How to complete this task:
Search the data for the word "flare" and copy every line that contains it.

Dataset extract:
******

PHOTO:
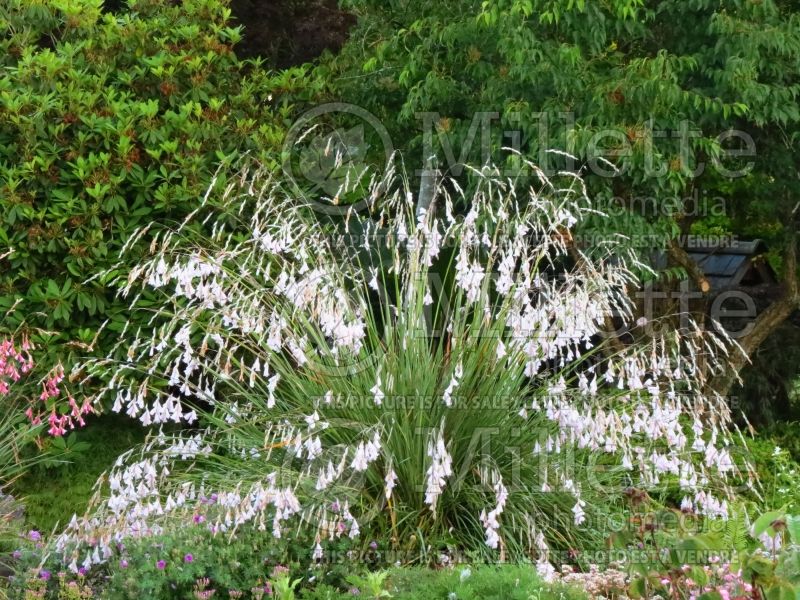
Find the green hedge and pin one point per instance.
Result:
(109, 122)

******

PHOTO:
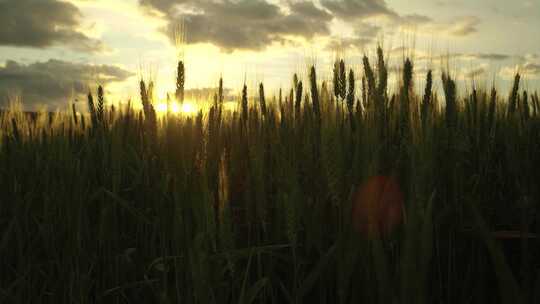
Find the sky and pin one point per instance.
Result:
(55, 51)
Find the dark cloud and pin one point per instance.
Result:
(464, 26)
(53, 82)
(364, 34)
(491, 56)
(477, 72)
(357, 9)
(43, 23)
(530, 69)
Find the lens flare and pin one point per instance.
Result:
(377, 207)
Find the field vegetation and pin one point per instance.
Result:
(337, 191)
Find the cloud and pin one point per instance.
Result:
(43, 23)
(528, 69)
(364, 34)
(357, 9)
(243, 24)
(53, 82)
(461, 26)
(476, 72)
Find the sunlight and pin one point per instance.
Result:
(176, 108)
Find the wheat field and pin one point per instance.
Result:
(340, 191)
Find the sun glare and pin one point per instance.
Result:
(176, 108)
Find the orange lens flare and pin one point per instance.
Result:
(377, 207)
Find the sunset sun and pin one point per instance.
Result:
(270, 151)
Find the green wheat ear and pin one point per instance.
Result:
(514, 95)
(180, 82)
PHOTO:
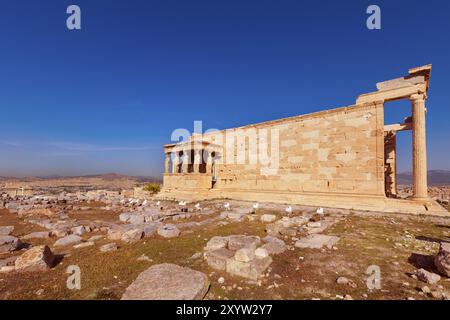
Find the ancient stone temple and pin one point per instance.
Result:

******

Answer box:
Find the lens flare and pin one point per instance.
Find the orange lens flare and pin one point per instance.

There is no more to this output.